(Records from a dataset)
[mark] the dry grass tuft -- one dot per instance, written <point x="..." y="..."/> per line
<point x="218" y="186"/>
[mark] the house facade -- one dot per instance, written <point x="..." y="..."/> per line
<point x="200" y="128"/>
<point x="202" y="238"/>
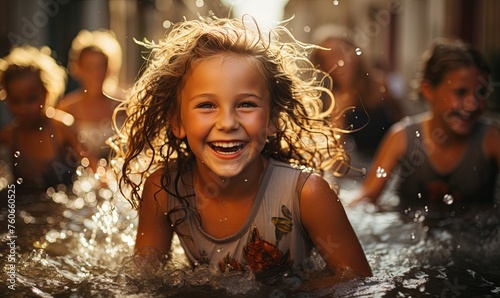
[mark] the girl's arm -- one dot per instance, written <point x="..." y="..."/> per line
<point x="491" y="143"/>
<point x="326" y="222"/>
<point x="153" y="232"/>
<point x="386" y="159"/>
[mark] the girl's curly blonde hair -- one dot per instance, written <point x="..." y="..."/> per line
<point x="304" y="136"/>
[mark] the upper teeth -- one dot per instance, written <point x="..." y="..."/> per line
<point x="227" y="144"/>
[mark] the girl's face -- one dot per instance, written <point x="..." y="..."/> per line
<point x="225" y="113"/>
<point x="458" y="100"/>
<point x="25" y="98"/>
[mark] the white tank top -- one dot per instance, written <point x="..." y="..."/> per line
<point x="271" y="239"/>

■ **TASK REQUIREMENTS**
Copy out the lines of the listing word for word, starting at the line that contains "[mark] the upper" and continuing through the end of the listing.

■ **ANSWER TO THIS PROBLEM**
[mark] the upper teeth -- one dot per instance, written <point x="..." y="..."/> per line
<point x="227" y="144"/>
[mark] the girl's face -- one dot per instance, written <point x="..." y="..."/> per line
<point x="225" y="113"/>
<point x="458" y="100"/>
<point x="25" y="98"/>
[mark] the white tank top -- one dot per instance, written <point x="..." y="..."/> per line
<point x="271" y="239"/>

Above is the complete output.